▶ [Short problem]: Repeat the lines beginning at the one with "instance of the sky" and running to the end of the material, keeping the first and last of them, exactly as they appear.
━━━
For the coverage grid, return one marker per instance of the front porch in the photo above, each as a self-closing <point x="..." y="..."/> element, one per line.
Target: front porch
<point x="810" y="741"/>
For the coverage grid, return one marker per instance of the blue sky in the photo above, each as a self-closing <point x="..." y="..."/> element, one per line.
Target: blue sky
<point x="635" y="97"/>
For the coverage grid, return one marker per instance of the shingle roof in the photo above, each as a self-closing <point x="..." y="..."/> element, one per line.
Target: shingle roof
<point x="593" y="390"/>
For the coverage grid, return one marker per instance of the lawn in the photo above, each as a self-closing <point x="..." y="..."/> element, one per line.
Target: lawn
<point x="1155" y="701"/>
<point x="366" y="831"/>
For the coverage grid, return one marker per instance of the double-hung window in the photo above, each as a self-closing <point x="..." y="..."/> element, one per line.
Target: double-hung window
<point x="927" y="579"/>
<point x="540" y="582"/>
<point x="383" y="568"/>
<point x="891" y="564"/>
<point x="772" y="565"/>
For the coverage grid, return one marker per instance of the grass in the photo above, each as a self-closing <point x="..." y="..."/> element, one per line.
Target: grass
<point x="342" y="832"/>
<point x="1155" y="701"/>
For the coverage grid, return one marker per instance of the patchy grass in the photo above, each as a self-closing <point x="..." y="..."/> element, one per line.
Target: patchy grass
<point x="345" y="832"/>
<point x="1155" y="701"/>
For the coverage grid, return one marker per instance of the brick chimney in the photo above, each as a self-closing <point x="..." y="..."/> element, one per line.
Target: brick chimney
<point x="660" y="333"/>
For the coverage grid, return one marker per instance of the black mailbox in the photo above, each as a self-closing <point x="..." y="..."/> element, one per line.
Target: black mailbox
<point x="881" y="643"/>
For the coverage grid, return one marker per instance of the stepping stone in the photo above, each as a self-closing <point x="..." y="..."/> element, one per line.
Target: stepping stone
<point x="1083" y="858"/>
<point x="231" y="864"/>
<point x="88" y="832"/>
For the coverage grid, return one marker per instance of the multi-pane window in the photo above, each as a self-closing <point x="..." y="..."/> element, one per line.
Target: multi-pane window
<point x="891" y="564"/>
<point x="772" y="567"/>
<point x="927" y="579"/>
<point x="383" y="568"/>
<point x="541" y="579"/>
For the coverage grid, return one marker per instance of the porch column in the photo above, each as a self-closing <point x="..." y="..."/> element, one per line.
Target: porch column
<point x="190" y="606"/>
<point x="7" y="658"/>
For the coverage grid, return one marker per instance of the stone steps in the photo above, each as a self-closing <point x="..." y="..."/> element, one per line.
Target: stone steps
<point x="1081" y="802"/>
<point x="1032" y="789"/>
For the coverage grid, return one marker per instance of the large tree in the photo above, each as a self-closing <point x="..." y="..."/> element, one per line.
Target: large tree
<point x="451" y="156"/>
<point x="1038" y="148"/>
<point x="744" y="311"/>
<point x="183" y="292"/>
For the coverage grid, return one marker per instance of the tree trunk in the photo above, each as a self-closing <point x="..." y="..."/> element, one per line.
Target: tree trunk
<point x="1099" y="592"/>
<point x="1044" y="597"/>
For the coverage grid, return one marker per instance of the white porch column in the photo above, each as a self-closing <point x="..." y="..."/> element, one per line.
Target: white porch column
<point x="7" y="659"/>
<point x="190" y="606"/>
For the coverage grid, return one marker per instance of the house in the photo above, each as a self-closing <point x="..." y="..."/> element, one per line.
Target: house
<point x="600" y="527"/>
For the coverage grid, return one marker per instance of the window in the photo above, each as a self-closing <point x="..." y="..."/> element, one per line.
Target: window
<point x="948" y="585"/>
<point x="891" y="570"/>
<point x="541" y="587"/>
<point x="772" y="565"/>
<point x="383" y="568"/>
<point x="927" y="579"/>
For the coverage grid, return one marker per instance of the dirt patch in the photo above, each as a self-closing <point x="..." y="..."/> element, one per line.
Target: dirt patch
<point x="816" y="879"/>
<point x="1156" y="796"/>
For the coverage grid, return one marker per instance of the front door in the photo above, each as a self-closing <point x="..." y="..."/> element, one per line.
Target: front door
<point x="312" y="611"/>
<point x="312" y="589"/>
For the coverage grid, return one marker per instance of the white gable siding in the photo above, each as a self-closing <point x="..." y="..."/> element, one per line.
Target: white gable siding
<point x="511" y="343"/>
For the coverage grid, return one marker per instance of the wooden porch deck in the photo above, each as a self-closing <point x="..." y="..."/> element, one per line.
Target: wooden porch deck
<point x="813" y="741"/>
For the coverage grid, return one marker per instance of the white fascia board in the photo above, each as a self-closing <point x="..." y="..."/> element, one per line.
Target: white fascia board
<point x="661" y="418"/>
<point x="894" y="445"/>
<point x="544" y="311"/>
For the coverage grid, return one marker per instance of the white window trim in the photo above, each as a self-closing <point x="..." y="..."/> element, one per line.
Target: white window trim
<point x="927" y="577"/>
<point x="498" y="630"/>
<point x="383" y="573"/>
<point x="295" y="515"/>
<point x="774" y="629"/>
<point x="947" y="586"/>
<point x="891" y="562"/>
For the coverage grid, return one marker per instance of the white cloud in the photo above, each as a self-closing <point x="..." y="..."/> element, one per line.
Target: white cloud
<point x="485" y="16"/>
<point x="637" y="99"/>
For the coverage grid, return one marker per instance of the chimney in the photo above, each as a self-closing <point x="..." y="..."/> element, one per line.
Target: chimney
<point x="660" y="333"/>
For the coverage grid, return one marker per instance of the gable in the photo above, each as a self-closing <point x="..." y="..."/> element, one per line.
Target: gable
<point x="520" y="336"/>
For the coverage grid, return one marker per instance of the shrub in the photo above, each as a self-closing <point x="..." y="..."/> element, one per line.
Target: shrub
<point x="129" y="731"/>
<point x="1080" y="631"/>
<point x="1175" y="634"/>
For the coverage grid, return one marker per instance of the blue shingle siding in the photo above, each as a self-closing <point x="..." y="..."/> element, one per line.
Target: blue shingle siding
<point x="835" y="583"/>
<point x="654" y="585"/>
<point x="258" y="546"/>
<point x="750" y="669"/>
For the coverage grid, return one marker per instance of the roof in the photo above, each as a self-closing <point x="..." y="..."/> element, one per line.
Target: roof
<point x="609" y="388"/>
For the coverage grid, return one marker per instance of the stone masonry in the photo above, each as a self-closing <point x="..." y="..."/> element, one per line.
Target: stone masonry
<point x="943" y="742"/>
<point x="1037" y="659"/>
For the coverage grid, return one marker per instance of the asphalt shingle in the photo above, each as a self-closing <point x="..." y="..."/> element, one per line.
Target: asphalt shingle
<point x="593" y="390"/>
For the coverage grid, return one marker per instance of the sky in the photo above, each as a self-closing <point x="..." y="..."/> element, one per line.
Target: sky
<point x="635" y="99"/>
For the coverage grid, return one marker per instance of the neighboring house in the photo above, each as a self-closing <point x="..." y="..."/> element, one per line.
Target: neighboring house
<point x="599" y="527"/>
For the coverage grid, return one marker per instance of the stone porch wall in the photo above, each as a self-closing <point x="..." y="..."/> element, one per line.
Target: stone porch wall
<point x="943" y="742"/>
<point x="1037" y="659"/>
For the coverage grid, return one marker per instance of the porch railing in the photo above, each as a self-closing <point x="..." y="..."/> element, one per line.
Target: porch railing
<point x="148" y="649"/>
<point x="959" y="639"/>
━━━
▶ [Final answer]:
For the coverage grid, return one marker per instance of the sky in the photo above, each as a self-closing <point x="..." y="..."/> element, one per line.
Target: sky
<point x="635" y="99"/>
For the coverage grid, return one marker per instance of the neighboring house in the photo above, each as a self-closing <point x="..." y="..."/> element, one per line.
Target: neighboring house
<point x="599" y="527"/>
For the coverage grid, return one marker per instance of the stone porch wall in the photo above, each as a self-closing <point x="..." y="..."/> element, one per line.
Target: stone porch wall
<point x="943" y="742"/>
<point x="1037" y="659"/>
For the coverage grid, return one marker per instance of the porch railing in the photo above, each as a self-closing <point x="..." y="..."/> element, one per line.
Target: porch railing
<point x="148" y="649"/>
<point x="959" y="639"/>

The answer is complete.